Activity:
Read the records below and copy each line that contains "white".

==== Records supplied

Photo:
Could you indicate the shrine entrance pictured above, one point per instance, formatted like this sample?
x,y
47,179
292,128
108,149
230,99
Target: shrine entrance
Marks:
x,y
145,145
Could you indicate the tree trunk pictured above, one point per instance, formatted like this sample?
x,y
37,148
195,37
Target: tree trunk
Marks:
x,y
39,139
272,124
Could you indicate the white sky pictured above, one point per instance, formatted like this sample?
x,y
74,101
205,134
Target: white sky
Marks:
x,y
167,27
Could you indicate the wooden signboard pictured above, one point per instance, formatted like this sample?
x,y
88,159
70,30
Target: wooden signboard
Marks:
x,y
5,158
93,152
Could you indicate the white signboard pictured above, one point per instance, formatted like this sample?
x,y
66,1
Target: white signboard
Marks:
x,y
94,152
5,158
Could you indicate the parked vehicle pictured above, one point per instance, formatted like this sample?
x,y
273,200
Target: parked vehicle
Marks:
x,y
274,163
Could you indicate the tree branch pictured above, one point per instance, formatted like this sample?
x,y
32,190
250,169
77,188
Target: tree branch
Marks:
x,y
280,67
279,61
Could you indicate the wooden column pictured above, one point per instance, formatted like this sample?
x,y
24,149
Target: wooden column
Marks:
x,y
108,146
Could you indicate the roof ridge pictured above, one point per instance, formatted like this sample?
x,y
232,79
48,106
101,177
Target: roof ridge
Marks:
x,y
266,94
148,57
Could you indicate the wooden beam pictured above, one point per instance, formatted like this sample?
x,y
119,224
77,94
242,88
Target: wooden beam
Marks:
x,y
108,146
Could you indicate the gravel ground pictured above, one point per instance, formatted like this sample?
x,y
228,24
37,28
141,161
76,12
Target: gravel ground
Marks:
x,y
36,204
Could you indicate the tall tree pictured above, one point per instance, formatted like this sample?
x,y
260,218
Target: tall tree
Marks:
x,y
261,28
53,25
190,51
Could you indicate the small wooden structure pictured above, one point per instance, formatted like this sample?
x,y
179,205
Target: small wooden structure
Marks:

========

Expected output:
Could you indicate the white sky pictured above, one point per instance, formatted like this sample?
Target: white sky
Could you indicate the white signboard pictured above, one point per instance, formatted like this sample?
Target: white signboard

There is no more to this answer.